A brief public forum conducted last month by the Australian government's Clarke inquiry into the failed terrorist prosecution of Dr Mohamed Haneef provided a rare glimpse into the workings of this secretive body. The Labor government established the closed-door investigation earlier this year, with a brief to "restore public confidence" in counter-terrorism measures.

Last year's Haneef debacle was a significant turning point in the discrediting of anti-terror legislation in the eyes of ordinary people. The young Indian-born Muslim doctor was arrested in July 2007 and detained for more than three weeks before being charged with "recklessly" supporting a terrorist organisation.

However, despite a media frenzy, fuelled by leaks from police and the former Howard government, suggesting that Haneef belonged to an international "terrorist doctors' network," the case quickly disintegrated after his lawyers released the transcript of a police interview, allowing the public to see the lack of any real evidence against him.

The Commonwealth Director of Public Prosecutions was forced to drop the charge, with a prosecutor admitting in court that the police had made two crucial false allegations against Haneef: that his old mobile phone SIM card had been found in the jeep that exploded into Glasgow airport on June 30, 2007 and that Haneef had resided in Britain with people connected to the attack.

The Howard government's attempt to frame up an innocent young man only added to the rising distrust and opposition to the entire "war on terror", which had been used as the pretext not only for introducing police-state measures at home, but for joining the broadly unpopular US-led wars in Afghanistan and Iraq.

Facing electoral defeat last year, Howard and his ministers seized upon Haneef's arrest to try to whip up new fears of terrorism and justify the draconian anti-terrorism laws introduced since 2002. The then Labor opposition, led by Kevin Rudd, and the state Labor governments all participated in the witch-hunt. Only when the tide of public opinion turned and the case imploded did Labor change tack, promising to conduct an inquiry.

# Given exercise A
Echo the part of the Haneef article starting at "A brief public" and ending at "a terrorist organisation.".
# Given exercise B
According to the Haneef article, in what month and year was Haneef arrested?
Rely only on the Haneef article for what comes next.

# Entries
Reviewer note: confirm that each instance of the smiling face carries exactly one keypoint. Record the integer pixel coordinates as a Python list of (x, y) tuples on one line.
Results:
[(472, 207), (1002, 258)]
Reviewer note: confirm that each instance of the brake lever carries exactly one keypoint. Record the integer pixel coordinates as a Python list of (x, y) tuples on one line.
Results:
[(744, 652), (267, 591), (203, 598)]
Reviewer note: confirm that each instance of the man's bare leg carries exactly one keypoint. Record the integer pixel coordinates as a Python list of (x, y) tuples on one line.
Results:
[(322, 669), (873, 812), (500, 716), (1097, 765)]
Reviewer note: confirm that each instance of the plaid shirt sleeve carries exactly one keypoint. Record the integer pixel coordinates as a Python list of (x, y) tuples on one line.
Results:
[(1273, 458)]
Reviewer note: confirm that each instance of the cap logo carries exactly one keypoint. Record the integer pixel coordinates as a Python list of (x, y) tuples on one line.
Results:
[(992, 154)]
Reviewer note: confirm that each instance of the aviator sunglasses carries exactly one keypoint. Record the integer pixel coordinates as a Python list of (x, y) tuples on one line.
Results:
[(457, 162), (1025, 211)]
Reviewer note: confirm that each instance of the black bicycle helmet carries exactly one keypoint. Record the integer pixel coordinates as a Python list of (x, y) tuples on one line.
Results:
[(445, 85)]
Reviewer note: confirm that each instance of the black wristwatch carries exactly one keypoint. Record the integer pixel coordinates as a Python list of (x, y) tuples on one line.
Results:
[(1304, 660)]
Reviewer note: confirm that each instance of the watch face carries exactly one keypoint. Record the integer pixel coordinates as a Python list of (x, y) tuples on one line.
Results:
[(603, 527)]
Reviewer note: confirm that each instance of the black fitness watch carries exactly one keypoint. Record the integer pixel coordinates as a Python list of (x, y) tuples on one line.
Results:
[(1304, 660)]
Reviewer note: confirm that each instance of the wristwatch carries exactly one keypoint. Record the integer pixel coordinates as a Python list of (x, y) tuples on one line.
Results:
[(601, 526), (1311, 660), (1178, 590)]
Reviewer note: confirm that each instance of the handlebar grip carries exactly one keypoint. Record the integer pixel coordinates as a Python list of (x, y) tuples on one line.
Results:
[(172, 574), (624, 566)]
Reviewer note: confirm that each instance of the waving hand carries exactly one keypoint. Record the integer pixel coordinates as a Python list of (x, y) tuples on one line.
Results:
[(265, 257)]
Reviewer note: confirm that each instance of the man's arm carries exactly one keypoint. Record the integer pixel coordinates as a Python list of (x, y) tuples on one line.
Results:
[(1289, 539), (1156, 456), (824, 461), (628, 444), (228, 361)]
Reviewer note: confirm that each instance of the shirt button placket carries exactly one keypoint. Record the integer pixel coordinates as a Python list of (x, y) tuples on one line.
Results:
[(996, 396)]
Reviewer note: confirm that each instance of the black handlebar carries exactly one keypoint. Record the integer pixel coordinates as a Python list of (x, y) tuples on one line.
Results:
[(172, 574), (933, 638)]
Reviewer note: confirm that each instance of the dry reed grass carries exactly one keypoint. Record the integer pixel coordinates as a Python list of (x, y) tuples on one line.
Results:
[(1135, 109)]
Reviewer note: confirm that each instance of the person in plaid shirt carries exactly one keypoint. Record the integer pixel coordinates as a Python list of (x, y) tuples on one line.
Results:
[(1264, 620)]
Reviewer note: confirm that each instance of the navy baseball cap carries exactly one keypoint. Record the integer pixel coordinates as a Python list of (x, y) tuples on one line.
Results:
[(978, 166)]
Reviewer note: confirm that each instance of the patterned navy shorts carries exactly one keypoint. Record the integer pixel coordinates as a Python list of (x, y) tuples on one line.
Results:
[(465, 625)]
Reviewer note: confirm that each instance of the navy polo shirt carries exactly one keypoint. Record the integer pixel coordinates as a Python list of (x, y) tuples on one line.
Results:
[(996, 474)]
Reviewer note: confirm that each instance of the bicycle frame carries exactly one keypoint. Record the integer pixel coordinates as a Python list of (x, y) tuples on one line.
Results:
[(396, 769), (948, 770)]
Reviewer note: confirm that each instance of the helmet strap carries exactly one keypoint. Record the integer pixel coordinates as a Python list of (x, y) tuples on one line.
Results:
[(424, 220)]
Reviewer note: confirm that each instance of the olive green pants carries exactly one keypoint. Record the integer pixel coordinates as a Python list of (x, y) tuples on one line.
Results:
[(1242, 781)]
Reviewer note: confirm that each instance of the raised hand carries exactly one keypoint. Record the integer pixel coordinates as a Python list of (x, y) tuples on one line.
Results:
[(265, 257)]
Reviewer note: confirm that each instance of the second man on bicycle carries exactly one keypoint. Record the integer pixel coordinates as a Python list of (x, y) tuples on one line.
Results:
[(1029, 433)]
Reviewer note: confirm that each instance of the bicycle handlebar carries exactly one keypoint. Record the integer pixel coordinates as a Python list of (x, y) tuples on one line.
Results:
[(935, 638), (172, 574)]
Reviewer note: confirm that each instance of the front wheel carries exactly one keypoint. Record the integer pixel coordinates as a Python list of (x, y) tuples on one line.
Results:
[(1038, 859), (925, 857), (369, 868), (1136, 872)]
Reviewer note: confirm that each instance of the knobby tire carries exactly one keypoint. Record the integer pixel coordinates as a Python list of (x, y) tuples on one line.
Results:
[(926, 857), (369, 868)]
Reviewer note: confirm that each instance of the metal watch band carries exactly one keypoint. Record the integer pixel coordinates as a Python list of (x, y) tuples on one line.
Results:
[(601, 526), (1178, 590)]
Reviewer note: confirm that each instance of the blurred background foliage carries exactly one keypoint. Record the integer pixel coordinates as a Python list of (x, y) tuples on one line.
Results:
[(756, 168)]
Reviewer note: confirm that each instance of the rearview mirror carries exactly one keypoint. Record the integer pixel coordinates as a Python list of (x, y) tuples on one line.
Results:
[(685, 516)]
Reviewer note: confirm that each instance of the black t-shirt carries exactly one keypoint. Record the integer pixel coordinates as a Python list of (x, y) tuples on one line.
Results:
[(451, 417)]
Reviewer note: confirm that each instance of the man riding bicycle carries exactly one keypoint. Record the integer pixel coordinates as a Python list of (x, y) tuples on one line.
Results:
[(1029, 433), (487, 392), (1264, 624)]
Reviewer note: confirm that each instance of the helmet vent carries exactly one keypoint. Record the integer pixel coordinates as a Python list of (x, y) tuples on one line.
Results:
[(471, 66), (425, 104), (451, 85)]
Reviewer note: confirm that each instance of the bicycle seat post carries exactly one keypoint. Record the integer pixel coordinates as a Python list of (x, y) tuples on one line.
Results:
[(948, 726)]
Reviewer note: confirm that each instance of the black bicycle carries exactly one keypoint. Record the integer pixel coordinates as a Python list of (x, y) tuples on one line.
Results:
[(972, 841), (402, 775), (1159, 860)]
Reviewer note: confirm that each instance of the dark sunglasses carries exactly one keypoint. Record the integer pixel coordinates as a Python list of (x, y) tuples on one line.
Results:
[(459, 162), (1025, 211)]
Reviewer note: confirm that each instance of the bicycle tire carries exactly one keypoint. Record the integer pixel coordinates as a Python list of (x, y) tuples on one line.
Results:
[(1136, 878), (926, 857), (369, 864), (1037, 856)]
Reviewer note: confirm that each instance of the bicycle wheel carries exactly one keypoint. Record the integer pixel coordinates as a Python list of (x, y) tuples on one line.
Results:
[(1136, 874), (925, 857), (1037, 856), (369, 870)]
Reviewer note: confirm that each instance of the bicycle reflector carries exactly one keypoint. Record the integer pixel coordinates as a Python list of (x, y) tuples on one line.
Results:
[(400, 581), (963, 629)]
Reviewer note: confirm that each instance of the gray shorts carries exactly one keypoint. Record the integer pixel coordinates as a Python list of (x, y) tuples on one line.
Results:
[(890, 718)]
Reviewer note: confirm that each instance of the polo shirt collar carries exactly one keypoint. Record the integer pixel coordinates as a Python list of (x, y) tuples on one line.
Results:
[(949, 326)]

# Task solution A
A brief public forum conducted last month by the Australian government's Clarke inquiry into the failed terrorist prosecution of Dr Mohamed Haneef provided a rare glimpse into the workings of this secretive body. The Labor government established the closed-door investigation earlier this year, with a brief to "restore public confidence" in counter-terrorism measures.

Last year's Haneef debacle was a significant turning point in the discrediting of anti-terror legislation in the eyes of ordinary people. The young Indian-born Muslim doctor was arrested in July 2007 and detained for more than three weeks before being charged with "recklessly" supporting a terrorist organisation.

# Task solution B
July 2007.